If you suffer a work injury, and your case goes before a Workers’ Compensation Judge, [this usually happens if there are issues being argued about, such as non-payment of wage or medical benefits], you will have the opportunity to “mediate” your case through either a Voluntary Mediation or a Mandatory Mediation. Why would you want to mediate your case? This is the opportunity for the Employer and you, as the injured worker, to sit down with a Workers’ Compensation Judge to try to settle your case for a lump sum of money, in most cases.
So which mediation do you choose…. a Voluntary Mediation or a Mandatory Mediation?
At (most) first hearings, the assigned Workers’ Compensation Judge will ask the parties if they want to participate in a Mandatory Mediation. If the lawyer for the Employer, you and your lawyer all agree, then a Mediation date will be given. The Mandatory Mediation will be with another impartial Judge, not the Judge hearing your case. At the Mandatory Mediation, the Judge will advise the parties that he or she will keep the settlement demand and any offers confidential. That Judge will only tell the Judge hearing your case whether the case settled or not. If the case settles, with the parties agreeing on a dollar figure, then a hearing referred to as a Compromise & Release Hearing will be scheduled for all of the parties to appear before your Workers’ Compensation Judge, who will then hear your testimony as to your understanding of the Agreement, just to make sure you understand the terms of the settlement.
So then how do Voluntary Mediations occur?
If the parties cannot agree to a Mandatory Mediation at the first hearing before your assigned Workers’ Compensation Judge, or it would be too long of a wait to get a Mandatory Mediation date, then the parties can request a Judge to conduct a “Voluntary Mediation”. There are plenty of Pennsylvania Judges to choose from who will conduct Voluntary Mediations, and there are even some Judges that will voluntarily mediate their own cases, with the parties signing off on the same.

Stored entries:
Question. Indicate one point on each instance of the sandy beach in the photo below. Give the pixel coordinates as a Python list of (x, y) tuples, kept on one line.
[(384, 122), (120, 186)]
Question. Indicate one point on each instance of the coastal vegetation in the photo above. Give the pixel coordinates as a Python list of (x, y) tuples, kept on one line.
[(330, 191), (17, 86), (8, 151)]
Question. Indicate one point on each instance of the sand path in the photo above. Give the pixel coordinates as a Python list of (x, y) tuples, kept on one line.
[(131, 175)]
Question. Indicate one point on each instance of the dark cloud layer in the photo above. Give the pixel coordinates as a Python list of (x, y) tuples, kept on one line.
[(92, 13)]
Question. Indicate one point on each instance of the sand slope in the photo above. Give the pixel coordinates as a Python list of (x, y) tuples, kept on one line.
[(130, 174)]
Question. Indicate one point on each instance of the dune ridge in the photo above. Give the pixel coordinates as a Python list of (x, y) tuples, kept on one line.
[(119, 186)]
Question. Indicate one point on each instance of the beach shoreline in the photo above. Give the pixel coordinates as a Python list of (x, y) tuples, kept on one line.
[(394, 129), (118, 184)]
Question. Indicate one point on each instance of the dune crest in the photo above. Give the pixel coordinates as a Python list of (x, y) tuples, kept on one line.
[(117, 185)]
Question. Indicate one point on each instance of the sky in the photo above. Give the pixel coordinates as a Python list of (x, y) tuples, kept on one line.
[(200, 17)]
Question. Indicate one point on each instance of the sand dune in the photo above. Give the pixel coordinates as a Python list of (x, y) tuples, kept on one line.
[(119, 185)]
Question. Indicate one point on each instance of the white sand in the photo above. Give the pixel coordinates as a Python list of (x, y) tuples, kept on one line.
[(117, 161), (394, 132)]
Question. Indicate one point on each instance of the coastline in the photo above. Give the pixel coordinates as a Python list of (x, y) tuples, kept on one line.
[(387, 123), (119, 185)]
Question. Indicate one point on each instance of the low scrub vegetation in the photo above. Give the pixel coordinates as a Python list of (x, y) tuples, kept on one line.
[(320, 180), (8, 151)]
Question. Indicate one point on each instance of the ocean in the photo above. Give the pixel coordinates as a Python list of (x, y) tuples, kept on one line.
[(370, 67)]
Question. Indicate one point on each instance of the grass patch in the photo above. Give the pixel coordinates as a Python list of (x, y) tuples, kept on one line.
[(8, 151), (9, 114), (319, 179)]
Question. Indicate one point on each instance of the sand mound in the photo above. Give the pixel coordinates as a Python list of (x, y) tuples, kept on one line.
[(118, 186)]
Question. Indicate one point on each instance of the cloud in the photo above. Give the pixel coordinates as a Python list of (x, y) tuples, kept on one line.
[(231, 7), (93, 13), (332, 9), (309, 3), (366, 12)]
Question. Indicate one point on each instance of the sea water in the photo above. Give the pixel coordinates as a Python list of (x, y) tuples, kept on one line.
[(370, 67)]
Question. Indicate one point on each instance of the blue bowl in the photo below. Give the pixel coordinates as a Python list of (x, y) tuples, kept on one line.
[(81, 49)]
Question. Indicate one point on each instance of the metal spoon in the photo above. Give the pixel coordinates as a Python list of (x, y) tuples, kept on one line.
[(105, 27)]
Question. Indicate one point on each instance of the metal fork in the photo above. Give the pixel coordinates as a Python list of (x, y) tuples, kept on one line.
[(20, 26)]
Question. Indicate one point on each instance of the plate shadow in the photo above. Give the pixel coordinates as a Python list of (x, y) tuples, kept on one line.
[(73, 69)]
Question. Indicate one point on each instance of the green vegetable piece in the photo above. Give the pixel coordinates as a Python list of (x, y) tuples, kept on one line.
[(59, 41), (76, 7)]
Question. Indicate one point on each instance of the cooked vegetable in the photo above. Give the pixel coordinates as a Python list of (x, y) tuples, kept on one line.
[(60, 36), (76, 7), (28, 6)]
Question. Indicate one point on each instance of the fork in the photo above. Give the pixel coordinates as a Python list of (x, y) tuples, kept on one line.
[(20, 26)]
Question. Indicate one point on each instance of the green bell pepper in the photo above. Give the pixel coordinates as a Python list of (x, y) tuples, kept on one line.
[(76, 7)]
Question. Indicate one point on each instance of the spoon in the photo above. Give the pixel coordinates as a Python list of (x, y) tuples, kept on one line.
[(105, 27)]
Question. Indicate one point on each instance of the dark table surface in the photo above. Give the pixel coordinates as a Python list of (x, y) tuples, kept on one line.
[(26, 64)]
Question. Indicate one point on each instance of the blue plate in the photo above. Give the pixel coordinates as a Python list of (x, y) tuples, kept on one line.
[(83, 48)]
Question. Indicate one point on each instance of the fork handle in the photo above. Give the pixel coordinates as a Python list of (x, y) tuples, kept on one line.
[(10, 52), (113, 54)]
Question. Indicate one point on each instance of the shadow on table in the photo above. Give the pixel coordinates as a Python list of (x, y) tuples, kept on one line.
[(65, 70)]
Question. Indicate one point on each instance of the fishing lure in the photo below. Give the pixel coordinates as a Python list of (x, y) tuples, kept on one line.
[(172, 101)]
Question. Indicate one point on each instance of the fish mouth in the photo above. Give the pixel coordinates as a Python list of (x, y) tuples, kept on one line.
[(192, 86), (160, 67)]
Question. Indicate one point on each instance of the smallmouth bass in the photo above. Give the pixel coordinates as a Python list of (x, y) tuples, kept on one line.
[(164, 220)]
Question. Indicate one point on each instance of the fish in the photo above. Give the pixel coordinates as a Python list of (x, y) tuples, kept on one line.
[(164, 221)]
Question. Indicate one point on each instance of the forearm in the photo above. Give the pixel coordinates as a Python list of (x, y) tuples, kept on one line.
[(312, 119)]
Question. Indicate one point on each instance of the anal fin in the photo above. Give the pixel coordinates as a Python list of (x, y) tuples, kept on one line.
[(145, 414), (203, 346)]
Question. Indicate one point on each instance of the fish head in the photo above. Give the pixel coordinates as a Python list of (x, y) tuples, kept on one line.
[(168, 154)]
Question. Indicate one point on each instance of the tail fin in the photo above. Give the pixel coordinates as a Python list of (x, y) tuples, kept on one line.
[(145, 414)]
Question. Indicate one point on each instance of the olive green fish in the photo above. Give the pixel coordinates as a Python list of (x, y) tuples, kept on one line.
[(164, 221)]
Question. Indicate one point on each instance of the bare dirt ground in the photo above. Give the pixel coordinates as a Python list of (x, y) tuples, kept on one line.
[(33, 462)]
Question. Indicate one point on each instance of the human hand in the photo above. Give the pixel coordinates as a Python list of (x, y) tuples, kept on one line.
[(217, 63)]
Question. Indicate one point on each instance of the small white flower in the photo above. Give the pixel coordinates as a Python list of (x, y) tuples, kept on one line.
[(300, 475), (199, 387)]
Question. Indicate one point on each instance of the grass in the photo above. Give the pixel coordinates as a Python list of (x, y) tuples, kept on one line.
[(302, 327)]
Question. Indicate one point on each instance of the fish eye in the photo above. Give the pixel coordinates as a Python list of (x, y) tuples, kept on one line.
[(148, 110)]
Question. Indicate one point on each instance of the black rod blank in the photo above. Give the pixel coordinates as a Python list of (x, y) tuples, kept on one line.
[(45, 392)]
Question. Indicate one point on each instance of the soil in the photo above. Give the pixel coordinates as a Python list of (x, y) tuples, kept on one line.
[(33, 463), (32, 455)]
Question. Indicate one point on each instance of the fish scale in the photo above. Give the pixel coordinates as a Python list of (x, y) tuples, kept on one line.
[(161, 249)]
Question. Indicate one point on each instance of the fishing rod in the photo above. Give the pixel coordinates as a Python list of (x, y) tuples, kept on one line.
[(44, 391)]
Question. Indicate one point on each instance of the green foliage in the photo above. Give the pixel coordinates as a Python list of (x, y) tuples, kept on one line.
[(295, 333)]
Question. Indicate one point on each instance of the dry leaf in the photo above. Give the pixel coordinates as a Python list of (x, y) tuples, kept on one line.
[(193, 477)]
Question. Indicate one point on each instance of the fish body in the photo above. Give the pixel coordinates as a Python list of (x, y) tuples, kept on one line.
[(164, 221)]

Set of tasks -
(A) Answer these questions using the text on workers' compensation mediation:
(i) Who conducts a Mandatory Mediation?
(ii) What hearing is scheduled if the parties settle at a Mandatory Mediation?
(iii) Under what circumstances can the parties request a Voluntary Mediation?
(B) Write the next part of the text on workers' compensation mediation, picking up after its final sentence.

Answers by task -
(A)
(i) Another impartial Judge conducts it, not the Judge hearing the case.
(ii) A Compromise & Release Hearing is scheduled.
(iii) They can request one if they cannot agree to a Mandatory Mediation at the first hearing, or if the wait for a Mandatory Mediation date would be too long.

(B)
The Mediations, whether Mandatory or Voluntary, work pretty much the same way. You, as the injured worker, and your lawyer provide an initial demand to resolve your case, then the employer, through their lawyer will make an initial offer, and the negotiations go from there. The Judge will put the parties in separate rooms, and go back and forth with the proposals. It is just like negotiating anything else, except that the settlement can have a profound effect on your future, and the future of your family. It is something to be taken seriously. Also, if you do not like the numbers offered, you do not have to settle your case. Just remember that no one can force you to settle, but your lawyer should explain what the alternative outcomes to your case will be, so that you have an informed choice.
One important point is to keep the lines of communication open with your lawyer. If you don’t like the way things are going, or you want to stop the Mediation, just speak up. It is your case, your life.